__Given problem__: Collect every line in the listing below that contains the word "plastic". Case counts.
[Begin Records for the task]
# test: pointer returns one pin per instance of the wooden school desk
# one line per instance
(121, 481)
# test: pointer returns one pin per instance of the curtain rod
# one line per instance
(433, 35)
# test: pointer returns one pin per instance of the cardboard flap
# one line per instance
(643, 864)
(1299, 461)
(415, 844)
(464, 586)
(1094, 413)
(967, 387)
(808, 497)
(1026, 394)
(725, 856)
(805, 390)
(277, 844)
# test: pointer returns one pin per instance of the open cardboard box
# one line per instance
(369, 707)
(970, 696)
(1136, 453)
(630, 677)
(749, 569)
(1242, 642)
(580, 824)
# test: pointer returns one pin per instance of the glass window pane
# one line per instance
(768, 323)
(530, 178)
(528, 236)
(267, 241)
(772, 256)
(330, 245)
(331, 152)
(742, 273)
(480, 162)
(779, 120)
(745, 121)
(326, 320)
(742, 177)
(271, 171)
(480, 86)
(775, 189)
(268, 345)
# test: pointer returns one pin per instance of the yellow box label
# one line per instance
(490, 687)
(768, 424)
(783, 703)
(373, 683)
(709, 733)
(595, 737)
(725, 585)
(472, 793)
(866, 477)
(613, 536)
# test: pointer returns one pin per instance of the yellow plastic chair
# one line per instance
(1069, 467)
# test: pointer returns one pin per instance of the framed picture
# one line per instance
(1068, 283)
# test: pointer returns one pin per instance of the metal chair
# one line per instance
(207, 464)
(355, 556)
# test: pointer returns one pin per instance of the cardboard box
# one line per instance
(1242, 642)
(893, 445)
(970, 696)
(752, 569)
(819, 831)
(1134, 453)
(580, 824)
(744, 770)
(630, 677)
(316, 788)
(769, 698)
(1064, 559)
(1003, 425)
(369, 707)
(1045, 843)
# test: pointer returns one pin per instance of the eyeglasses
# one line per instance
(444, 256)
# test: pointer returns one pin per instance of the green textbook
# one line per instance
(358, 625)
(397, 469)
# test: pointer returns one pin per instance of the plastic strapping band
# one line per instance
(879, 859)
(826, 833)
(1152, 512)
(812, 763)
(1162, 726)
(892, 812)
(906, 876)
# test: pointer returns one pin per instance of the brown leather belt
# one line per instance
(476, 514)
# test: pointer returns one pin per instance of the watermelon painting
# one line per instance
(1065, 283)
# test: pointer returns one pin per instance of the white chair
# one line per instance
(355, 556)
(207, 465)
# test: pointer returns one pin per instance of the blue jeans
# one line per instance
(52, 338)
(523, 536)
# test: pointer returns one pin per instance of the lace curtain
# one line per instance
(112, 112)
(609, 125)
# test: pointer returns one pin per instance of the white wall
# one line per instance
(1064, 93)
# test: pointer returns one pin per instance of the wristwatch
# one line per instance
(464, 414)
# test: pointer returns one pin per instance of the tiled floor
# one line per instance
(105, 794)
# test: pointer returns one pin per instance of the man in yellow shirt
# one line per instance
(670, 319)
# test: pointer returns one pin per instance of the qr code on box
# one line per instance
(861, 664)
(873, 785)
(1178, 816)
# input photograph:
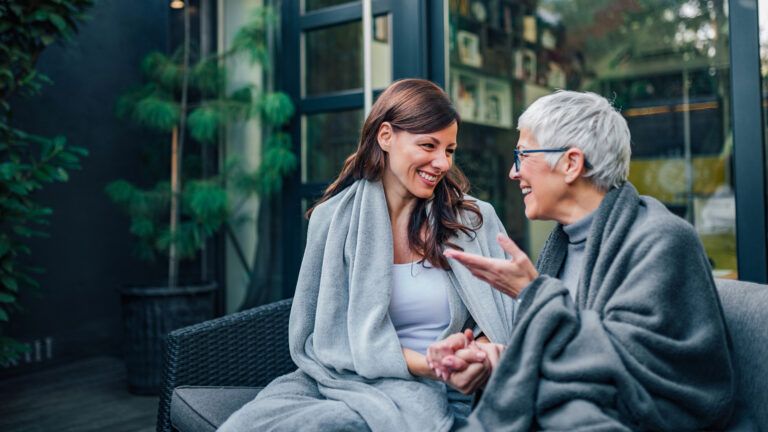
[End Records for the task]
__Task output__:
# test: pointer returns one pin per instance of the yellow plastic chair
# test: pointer returns one pin per instance of the plastic strapping band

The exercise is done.